Work required =>
Having found the line containing "Note to the class: point out the tire" in the data below, reproduce that line and each one after it to the end, exactly, and include nothing else.

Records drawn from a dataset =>

────────

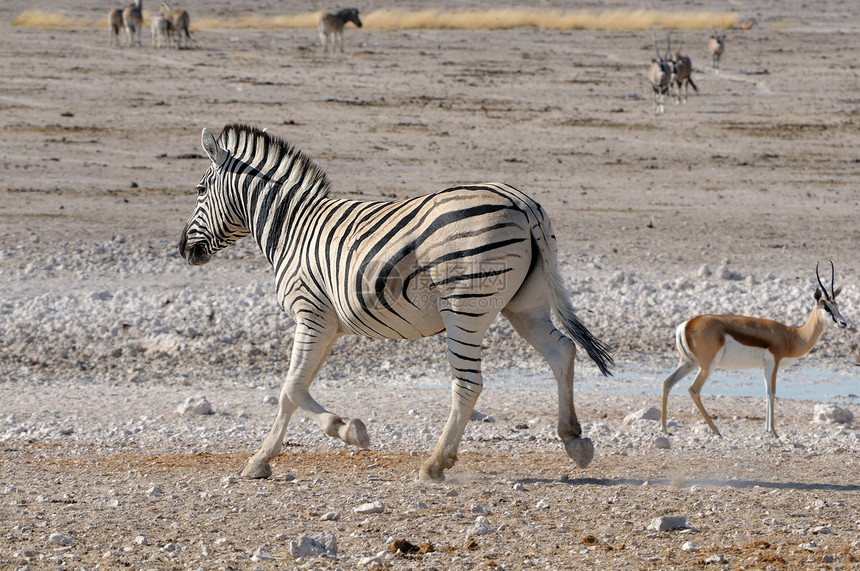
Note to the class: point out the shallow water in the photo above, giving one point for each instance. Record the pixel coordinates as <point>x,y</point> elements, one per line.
<point>797,382</point>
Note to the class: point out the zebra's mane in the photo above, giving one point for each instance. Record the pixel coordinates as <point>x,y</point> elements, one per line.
<point>250,144</point>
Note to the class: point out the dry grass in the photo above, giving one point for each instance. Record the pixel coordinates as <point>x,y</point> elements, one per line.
<point>498,19</point>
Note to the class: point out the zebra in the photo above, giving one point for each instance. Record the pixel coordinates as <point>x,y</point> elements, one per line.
<point>448,262</point>
<point>331,27</point>
<point>179,21</point>
<point>133,19</point>
<point>115,25</point>
<point>161,30</point>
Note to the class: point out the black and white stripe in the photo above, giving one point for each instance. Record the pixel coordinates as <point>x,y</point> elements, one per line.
<point>448,261</point>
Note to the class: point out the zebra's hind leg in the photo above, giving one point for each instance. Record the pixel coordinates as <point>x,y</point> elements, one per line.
<point>559,351</point>
<point>464,356</point>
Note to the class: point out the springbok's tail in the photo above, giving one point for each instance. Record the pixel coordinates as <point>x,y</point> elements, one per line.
<point>681,343</point>
<point>560,299</point>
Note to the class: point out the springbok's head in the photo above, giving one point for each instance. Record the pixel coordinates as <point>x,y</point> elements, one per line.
<point>350,15</point>
<point>827,301</point>
<point>217,221</point>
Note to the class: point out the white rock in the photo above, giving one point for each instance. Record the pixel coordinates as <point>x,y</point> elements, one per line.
<point>260,555</point>
<point>668,523</point>
<point>195,405</point>
<point>372,562</point>
<point>661,443</point>
<point>827,413</point>
<point>649,413</point>
<point>311,546</point>
<point>59,539</point>
<point>370,507</point>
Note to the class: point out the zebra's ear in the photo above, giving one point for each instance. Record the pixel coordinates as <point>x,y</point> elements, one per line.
<point>210,145</point>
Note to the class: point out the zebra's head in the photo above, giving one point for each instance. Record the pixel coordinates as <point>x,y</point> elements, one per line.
<point>217,221</point>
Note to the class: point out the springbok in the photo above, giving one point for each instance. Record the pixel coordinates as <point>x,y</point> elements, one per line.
<point>717,46</point>
<point>660,75</point>
<point>132,18</point>
<point>161,31</point>
<point>179,22</point>
<point>736,342</point>
<point>682,66</point>
<point>331,27</point>
<point>115,25</point>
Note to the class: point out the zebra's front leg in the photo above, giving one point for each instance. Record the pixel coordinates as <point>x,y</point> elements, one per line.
<point>311,347</point>
<point>258,465</point>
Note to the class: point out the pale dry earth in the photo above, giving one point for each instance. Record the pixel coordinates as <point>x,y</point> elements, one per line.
<point>105,331</point>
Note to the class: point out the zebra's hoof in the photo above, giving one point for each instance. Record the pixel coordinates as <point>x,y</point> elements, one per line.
<point>431,472</point>
<point>354,432</point>
<point>257,469</point>
<point>581,450</point>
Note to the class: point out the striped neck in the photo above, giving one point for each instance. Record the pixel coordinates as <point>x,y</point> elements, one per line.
<point>275,183</point>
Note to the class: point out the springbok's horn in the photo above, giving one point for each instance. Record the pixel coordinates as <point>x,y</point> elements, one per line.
<point>821,285</point>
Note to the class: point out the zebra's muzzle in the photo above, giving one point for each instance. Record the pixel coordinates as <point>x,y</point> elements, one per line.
<point>197,254</point>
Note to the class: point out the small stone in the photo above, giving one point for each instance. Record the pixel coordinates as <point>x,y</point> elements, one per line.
<point>260,555</point>
<point>195,405</point>
<point>311,546</point>
<point>370,508</point>
<point>59,539</point>
<point>668,523</point>
<point>649,413</point>
<point>831,414</point>
<point>661,443</point>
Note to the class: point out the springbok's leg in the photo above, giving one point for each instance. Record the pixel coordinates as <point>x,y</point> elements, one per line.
<point>770,369</point>
<point>684,368</point>
<point>695,390</point>
<point>464,355</point>
<point>311,346</point>
<point>559,352</point>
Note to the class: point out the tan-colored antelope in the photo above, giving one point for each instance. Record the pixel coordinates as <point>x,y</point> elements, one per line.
<point>717,46</point>
<point>115,25</point>
<point>660,76</point>
<point>682,67</point>
<point>736,342</point>
<point>179,21</point>
<point>331,27</point>
<point>132,18</point>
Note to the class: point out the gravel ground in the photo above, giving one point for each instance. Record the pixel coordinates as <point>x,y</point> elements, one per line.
<point>721,205</point>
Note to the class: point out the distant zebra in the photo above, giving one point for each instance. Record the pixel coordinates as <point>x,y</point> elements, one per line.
<point>161,31</point>
<point>132,17</point>
<point>449,261</point>
<point>179,22</point>
<point>331,27</point>
<point>717,46</point>
<point>115,25</point>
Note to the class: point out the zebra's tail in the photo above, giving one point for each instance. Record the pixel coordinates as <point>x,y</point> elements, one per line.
<point>560,299</point>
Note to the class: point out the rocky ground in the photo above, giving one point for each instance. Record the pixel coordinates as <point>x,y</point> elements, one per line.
<point>724,204</point>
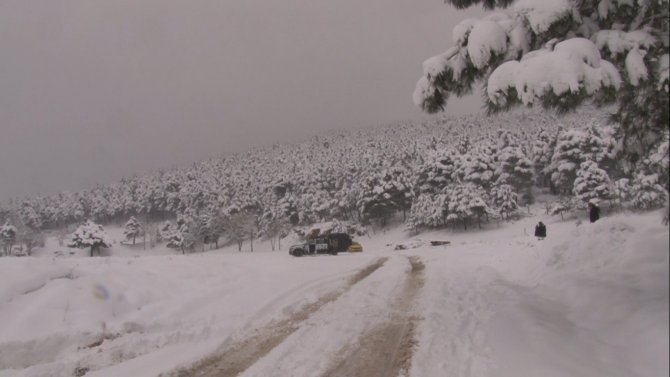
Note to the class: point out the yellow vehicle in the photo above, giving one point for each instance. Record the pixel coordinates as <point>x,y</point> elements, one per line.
<point>355,247</point>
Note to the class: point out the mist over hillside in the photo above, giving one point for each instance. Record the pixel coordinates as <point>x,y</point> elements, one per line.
<point>451,171</point>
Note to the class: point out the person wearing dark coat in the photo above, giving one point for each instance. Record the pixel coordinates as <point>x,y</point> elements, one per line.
<point>540,230</point>
<point>594,212</point>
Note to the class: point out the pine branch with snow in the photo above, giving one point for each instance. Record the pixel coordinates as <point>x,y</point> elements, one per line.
<point>561,54</point>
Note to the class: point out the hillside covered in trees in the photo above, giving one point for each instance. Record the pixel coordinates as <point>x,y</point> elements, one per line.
<point>447,172</point>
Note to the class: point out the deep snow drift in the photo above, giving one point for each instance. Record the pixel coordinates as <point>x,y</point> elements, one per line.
<point>590,300</point>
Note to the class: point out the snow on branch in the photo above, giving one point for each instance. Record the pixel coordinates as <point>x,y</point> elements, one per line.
<point>572,66</point>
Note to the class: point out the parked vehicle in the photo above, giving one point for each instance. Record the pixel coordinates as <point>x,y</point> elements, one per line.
<point>326,244</point>
<point>355,247</point>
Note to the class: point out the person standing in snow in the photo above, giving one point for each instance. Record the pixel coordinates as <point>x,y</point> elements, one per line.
<point>594,212</point>
<point>540,230</point>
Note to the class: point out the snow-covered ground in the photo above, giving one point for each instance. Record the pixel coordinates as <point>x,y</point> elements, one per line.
<point>590,300</point>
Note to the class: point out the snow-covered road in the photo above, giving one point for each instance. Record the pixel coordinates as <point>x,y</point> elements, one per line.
<point>590,300</point>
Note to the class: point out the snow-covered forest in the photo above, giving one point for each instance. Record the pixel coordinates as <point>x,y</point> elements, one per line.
<point>450,172</point>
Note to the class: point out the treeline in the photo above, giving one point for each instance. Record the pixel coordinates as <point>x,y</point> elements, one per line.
<point>447,172</point>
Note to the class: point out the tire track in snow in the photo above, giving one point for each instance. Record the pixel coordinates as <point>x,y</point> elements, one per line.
<point>386,349</point>
<point>237,357</point>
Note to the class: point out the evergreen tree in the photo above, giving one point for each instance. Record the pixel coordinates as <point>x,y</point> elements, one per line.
<point>133,229</point>
<point>591,183</point>
<point>7,237</point>
<point>561,54</point>
<point>90,235</point>
<point>516,170</point>
<point>647,193</point>
<point>504,199</point>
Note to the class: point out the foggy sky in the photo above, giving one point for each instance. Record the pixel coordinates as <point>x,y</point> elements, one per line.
<point>93,90</point>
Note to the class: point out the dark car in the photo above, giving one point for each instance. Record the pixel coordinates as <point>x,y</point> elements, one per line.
<point>326,244</point>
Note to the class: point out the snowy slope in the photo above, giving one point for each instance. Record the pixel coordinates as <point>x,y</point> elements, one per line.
<point>590,300</point>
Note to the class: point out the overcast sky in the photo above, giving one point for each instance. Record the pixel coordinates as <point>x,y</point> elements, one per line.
<point>93,90</point>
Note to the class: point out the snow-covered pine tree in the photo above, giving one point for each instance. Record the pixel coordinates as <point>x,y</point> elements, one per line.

────────

The completed task =>
Note to the class: point out the tire track in snow in the photo above, giving one point for each instance. Record the pixel coordinates as <point>x,y</point> elements, one per line.
<point>386,349</point>
<point>237,357</point>
Note to the class: point out the evergreen tree in the photo above, giving one point for each instance. Record the pixel coordinates as <point>x,y</point> elements, one per line.
<point>133,229</point>
<point>591,183</point>
<point>7,237</point>
<point>561,54</point>
<point>90,235</point>
<point>516,170</point>
<point>647,193</point>
<point>504,199</point>
Note to the class: point out the foggy sky in the photo above, giving one point for each instance. Record the pixel coordinates as <point>x,y</point> elements, one per line.
<point>93,90</point>
Note to the class: point out the dark car in the photo above, giving one point for each instance. Record the pixel coordinates as <point>x,y</point> elements, one per line.
<point>326,244</point>
Note to the class: point out the snowy slope in the photo above, giving one point for each instance. Record the pixel coordinates as <point>x,y</point> elements, one per line.
<point>590,300</point>
Note to the class: point out the overcast sky in the photo above, giving one point for each instance. Record the pixel coordinates as <point>x,y</point> elements, one per line.
<point>93,90</point>
Note to the class: point out the snow-covered pine tree in the photo above, giving one point for each instance. Record the pixel coordinates as <point>x,y</point> elements, one per line.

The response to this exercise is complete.